== PROBLEM ==
In the data, find the word "overcast" and copy out every line that has it.

[[ RECORDS PROVIDED open ]]

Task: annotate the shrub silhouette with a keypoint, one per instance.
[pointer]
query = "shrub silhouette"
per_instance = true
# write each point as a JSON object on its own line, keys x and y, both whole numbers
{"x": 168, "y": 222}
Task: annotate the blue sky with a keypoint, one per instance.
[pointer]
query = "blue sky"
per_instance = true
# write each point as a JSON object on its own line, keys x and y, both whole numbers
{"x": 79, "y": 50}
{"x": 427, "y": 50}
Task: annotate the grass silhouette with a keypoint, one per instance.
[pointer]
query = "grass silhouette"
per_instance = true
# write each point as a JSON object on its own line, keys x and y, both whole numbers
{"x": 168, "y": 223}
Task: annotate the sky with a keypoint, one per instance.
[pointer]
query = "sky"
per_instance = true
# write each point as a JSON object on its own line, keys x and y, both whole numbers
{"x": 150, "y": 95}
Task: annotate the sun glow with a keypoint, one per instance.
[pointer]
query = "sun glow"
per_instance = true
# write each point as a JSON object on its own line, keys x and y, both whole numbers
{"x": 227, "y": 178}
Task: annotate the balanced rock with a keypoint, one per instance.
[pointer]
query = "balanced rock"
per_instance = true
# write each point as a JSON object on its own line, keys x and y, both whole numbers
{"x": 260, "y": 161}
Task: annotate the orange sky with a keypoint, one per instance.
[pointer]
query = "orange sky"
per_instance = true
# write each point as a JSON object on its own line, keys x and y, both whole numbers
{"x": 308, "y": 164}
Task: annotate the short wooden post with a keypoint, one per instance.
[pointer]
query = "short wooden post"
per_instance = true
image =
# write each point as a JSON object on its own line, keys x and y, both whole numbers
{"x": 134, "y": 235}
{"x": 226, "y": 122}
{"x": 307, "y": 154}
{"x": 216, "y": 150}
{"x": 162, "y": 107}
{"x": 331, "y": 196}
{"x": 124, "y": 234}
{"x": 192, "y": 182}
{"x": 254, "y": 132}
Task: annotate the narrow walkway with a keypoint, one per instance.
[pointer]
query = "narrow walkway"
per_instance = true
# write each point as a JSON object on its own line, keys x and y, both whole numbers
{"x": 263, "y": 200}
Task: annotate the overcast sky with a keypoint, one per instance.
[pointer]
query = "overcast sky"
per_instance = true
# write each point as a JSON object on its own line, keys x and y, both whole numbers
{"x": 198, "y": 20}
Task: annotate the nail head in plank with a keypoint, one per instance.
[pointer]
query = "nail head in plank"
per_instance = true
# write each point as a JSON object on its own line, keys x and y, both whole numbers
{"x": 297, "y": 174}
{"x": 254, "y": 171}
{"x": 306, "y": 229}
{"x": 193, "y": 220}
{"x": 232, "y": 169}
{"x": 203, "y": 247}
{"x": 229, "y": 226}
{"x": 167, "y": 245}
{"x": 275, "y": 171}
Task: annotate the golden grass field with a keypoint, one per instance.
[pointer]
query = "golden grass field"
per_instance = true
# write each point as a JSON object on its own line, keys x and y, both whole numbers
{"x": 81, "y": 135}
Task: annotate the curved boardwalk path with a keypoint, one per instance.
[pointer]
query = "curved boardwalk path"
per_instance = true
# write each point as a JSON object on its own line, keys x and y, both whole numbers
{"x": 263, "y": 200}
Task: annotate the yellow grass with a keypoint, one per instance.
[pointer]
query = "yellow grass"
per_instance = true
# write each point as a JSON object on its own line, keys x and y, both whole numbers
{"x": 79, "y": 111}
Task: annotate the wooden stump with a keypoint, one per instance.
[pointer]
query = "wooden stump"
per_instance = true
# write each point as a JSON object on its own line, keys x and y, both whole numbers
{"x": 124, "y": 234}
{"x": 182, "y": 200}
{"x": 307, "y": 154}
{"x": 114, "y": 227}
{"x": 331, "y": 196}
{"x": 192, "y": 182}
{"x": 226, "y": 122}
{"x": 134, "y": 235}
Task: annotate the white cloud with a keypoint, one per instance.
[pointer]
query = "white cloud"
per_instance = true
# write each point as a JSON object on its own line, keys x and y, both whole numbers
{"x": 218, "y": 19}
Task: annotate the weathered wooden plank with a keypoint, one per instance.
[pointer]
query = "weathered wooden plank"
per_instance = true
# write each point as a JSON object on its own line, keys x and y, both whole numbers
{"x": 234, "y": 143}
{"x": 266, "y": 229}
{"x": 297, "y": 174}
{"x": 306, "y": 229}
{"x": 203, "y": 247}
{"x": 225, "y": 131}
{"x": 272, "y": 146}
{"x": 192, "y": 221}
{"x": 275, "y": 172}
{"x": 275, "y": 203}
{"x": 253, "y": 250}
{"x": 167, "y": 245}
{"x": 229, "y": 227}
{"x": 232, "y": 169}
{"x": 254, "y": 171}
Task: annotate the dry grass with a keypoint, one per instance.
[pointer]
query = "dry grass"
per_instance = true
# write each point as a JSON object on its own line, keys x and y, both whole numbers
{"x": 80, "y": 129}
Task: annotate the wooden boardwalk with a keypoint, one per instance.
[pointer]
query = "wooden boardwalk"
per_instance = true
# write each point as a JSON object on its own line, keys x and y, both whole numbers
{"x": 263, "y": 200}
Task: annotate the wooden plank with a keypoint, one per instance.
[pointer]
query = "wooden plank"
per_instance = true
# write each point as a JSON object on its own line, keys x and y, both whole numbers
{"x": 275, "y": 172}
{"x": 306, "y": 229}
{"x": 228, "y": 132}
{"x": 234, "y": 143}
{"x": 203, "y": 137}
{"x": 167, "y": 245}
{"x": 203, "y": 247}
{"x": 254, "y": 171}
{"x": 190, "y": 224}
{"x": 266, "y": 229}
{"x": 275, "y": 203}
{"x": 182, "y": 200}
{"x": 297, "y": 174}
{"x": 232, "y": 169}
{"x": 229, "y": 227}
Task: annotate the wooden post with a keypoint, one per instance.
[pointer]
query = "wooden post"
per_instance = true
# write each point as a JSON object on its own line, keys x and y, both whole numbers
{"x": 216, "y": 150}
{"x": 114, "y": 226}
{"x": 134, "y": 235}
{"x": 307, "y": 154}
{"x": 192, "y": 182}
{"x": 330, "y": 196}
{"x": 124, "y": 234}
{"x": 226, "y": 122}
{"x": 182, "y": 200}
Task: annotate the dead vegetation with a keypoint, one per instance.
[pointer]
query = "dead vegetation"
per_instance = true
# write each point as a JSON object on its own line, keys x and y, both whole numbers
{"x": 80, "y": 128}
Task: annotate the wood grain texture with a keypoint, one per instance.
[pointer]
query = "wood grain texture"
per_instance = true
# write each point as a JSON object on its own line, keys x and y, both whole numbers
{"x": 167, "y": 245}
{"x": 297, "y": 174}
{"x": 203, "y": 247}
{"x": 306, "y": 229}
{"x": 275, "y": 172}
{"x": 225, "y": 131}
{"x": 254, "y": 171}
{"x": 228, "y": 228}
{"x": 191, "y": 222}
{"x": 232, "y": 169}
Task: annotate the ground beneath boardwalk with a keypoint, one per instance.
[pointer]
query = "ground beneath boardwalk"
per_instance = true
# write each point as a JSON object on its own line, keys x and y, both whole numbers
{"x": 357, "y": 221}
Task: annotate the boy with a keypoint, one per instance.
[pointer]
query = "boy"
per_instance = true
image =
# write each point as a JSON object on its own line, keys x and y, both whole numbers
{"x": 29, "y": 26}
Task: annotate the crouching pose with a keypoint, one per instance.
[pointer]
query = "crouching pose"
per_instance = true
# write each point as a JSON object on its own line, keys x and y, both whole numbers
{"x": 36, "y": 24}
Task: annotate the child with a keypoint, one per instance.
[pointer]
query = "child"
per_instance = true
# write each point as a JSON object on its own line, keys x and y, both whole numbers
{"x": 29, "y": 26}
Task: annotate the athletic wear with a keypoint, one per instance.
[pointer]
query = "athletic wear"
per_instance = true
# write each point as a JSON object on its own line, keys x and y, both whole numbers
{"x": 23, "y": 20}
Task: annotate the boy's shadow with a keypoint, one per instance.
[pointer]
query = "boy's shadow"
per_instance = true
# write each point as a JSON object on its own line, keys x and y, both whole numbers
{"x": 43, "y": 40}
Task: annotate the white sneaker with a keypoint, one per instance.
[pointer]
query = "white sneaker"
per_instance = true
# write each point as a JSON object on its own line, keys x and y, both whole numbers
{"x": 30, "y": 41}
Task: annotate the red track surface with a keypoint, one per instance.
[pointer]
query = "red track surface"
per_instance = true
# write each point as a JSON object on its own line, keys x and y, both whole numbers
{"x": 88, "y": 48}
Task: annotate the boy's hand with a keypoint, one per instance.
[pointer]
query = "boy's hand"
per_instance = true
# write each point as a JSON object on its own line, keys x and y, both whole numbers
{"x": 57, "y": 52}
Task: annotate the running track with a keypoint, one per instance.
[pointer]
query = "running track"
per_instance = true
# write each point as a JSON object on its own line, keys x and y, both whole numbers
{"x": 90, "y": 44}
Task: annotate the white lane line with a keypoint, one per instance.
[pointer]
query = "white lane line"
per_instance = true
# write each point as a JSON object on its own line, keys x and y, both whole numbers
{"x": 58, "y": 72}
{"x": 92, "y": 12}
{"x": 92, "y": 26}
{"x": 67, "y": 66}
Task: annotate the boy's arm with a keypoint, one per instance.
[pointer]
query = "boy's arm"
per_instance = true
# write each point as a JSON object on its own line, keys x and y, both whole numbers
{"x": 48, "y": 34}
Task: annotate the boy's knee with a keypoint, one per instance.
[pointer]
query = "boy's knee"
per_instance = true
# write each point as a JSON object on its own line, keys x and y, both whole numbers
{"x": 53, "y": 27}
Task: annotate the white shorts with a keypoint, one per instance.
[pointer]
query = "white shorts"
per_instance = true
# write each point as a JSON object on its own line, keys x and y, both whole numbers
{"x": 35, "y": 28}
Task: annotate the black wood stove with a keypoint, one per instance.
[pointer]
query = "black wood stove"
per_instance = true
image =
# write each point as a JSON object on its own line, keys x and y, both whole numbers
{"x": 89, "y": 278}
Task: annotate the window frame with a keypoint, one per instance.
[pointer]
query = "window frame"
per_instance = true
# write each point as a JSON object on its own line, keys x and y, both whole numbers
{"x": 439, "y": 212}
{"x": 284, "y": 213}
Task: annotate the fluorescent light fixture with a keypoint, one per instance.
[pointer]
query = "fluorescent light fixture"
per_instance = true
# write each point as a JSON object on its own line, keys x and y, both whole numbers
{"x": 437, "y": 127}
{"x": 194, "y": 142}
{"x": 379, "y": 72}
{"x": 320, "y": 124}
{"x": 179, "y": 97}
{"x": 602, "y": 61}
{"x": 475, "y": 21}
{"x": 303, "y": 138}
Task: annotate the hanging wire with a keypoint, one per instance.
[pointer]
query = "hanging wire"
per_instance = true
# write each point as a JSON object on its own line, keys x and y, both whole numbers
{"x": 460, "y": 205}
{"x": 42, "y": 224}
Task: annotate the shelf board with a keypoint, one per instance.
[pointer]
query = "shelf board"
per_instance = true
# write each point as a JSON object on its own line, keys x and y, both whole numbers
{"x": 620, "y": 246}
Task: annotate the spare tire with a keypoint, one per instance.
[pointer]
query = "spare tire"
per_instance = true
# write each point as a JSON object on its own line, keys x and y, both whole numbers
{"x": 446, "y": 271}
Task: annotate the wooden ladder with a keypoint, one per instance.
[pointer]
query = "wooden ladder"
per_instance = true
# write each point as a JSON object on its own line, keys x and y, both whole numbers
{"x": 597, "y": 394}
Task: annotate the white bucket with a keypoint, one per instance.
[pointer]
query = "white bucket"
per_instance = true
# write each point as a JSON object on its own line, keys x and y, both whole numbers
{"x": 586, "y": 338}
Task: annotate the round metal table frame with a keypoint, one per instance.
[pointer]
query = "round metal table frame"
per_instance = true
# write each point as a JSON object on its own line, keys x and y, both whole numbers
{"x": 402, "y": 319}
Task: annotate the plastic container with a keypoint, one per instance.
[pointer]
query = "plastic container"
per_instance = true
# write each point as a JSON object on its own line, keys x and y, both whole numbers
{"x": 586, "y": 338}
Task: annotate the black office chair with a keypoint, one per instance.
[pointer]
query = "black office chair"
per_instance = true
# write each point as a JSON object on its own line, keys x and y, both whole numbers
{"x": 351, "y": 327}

[[ RECORDS PROVIDED closed ]]

== TASK ANSWER ==
Task: annotate the overcast sky with a keypoint, one per instance.
query = "overcast sky"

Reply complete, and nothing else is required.